## Exercise details
Can you copy all the lines below verbatim, changing nothing?

-- Start Excerpted records --

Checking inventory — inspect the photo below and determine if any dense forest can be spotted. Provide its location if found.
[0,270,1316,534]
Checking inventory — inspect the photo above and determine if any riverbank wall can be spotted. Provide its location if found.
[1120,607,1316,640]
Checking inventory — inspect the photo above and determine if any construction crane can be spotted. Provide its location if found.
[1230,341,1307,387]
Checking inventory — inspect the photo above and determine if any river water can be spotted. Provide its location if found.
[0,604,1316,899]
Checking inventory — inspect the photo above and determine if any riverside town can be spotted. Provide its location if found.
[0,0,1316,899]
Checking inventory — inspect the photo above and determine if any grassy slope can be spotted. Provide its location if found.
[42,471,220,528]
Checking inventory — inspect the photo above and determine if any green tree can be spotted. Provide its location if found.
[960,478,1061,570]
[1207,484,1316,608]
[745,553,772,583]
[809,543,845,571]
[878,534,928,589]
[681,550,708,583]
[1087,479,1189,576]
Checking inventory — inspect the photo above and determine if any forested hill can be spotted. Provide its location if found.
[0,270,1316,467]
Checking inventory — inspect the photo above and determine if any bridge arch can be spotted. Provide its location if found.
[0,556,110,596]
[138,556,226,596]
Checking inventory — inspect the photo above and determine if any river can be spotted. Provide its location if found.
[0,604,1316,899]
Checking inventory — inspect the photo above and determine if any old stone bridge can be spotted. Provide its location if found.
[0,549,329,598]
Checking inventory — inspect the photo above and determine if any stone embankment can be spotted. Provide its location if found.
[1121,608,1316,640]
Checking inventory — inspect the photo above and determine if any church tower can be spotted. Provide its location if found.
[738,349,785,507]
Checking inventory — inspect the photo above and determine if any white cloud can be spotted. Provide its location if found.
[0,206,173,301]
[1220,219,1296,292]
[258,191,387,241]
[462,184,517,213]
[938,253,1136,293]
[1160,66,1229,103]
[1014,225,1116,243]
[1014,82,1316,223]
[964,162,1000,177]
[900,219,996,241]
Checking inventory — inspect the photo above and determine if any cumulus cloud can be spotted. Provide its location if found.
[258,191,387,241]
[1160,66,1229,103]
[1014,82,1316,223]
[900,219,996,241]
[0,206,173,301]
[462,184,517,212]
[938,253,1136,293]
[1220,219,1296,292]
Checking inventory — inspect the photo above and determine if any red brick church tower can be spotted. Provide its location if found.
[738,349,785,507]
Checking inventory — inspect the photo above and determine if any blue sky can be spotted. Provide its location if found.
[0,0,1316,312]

-- End Excerpted records --

## Expected output
Checking inventory — inspect the photo below and determine if any dense forest can be spotted. Provide its location if found.
[0,270,1316,534]
Checking inventory — inspect the photo above and determine if any riverbank wall can be spotted. Provide its location if found.
[1120,607,1316,640]
Checking inventory — inspect the photo above and determine if any construction crane can be spotted. Provide its location if found.
[1230,341,1307,387]
Checking inventory — inspect the photo above and determine if any river water can be spotted. Provide its location if found.
[0,604,1316,899]
Checking inventory — inspect the photo above and determine if any riverside town can be spotted. Provide its location if found.
[0,0,1316,899]
Checking inventory — inspect the photo above and determine if any grassy slope can be spotted. Provide its location if found.
[42,471,220,528]
Checking inventory — inspect the photo above and determine if any green tree can be spotted. Provide its location if found.
[960,478,1061,570]
[1207,484,1316,608]
[745,553,772,583]
[809,543,845,571]
[878,534,928,589]
[681,550,708,583]
[1087,479,1189,576]
Checking inventory — inspect the photo above and determine if any forested hill can be spotted. Provide its location if found.
[0,270,1316,467]
Checking inventory — inspect the photo above and determine if any bridge arch can be spotted. Provide its location if found.
[0,556,110,596]
[138,556,226,596]
Checking inventory — inspect the photo above and determine if any river can be spotted. Provide its location if found.
[0,604,1316,899]
Checking inventory — inspect the photo above and determine if any old stone bridge can be spotted. Provide its location if found.
[0,549,329,598]
Checking inventory — inspect the photo above and determine if any stone embankment can be spotted. Provide its location if found.
[1121,608,1316,640]
Checking inventory — inspect the photo above and determine if any church tower can be spotted. Provide its location if found.
[738,349,785,507]
Checking inventory — inspect the photo above and determine if any white cloud can be spotted. Provide its location if found.
[0,206,173,301]
[1220,219,1296,292]
[258,191,387,241]
[462,184,517,213]
[938,253,1136,293]
[1160,66,1229,103]
[1014,225,1116,243]
[1014,82,1316,223]
[964,162,1000,177]
[900,219,996,241]
Checking inventory — inspect the photo above and determine if any cumulus cloud can be spotted. Provide its location if found.
[258,191,387,241]
[1160,66,1229,103]
[1014,82,1316,223]
[900,219,996,241]
[0,206,173,301]
[462,184,517,212]
[938,253,1136,293]
[1220,219,1296,292]
Checking inventory — inspect the photo above and determine if any red brick church tower can be spotted. Provide its location if found.
[738,349,785,507]
Checking inventory — inspect the photo above and determine if any blue sky can be spotted. Provide its location if found.
[0,0,1316,312]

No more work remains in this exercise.